Task input Start Marker
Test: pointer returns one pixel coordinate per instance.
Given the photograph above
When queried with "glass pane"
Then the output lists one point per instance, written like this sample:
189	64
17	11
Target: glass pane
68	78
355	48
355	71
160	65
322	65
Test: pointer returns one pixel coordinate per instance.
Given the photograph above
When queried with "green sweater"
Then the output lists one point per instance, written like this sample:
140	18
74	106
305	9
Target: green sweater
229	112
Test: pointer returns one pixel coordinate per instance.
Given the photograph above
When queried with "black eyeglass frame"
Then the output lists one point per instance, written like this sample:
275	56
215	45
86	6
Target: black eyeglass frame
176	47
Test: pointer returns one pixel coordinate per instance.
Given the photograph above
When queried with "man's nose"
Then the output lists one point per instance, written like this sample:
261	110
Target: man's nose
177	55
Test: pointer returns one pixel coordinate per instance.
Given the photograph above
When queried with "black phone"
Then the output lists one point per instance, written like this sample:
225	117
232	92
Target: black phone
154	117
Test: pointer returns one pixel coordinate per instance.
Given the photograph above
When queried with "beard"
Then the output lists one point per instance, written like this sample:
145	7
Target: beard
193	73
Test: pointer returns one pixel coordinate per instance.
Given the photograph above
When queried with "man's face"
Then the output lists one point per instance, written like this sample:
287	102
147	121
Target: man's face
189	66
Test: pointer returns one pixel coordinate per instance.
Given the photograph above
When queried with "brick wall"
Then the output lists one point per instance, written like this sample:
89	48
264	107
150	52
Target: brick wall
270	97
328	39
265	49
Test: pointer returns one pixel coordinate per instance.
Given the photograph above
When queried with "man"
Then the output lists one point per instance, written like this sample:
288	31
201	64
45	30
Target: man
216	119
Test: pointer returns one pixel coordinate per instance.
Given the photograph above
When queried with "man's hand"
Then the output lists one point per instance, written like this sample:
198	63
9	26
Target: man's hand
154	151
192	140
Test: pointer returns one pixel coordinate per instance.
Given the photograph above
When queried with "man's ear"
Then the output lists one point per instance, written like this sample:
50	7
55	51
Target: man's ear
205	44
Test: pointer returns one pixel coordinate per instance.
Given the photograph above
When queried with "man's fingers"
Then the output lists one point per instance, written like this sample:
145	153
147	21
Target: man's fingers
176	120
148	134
Task input End Marker
What the exercise asks
Output all the lines above, matching them word for word.

Your response
Test: pointer returns one pixel coordinate per instance.
Given the photograph above
When queried with "glass pane"
Then the output lists one point per instance, written like this sample:
189	64
17	11
Target: glass pane
68	78
355	48
355	71
160	65
322	65
Test: pointer returns one pixel coordinate per instance.
Given the photograph above
When queried with "green sweater"
Then the output lists one point per instance, written like this sample:
140	18
74	106
305	9
Target: green sweater
229	112
Test: pointer returns one pixel coordinate per instance.
Given the photograph above
When queried with "black eyeglass frame"
Then the output lists one point per instance, written like this sample:
275	56
215	45
86	6
Target: black eyeglass frame
176	47
Test: pointer returns one pixel coordinate per instance.
Given the photograph above
When queried with "man's nose"
Then the output lists one point per instance, written like this sample:
261	110
Target: man's nose
177	55
Test: pointer returns one pixel coordinate per instance.
Given the photograph above
When queried with "black phone"
Then the output lists one point per instance, written like this sample:
225	117
232	92
Target: black phone
154	117
Test: pointer returns one pixel coordinate per instance.
Given the photograph above
When queried with "beard"
Then the output lists one point per instance, written like this sample:
145	7
Target: beard
193	73
Test: pointer returns one pixel coordinate per instance.
Given the photograph above
When queried with "man's face"
Then the output lists one point per instance, written like this sample:
287	102
147	121
Target: man's face
189	66
Test: pointer returns one pixel coordinate per instance.
Given the photograph above
When queried with "brick wall"
Then the output lists one point per instance, written like this sample:
89	48
264	107
150	52
Target: brick wall
270	97
328	39
265	49
Test: pointer returns one pixel coordinate per instance.
Given the photograph above
When queried with "man"
Then the output lists one point per instance, written like this sample:
288	31
201	64
45	30
Target: man
216	119
Test: pointer returns one pixel coordinate per instance.
Given the photograph above
When queried with "man's hand"
Then the output lists one point per instance, written like this sample:
198	63
9	26
Target: man's hand
154	151
192	140
Test: pointer returns one pixel coordinate per instance.
Given the photograph above
When queried with "man's ear"
Then the output lists one point per instance, written like this sample:
50	7
55	51
Target: man's ear
205	44
Test: pointer returns one pixel coordinate per instance.
Given the photograph above
When queried with "man's fingers"
Then the output lists one point per instance, written like this sample:
145	153
147	21
Target: man's fingers
176	120
148	134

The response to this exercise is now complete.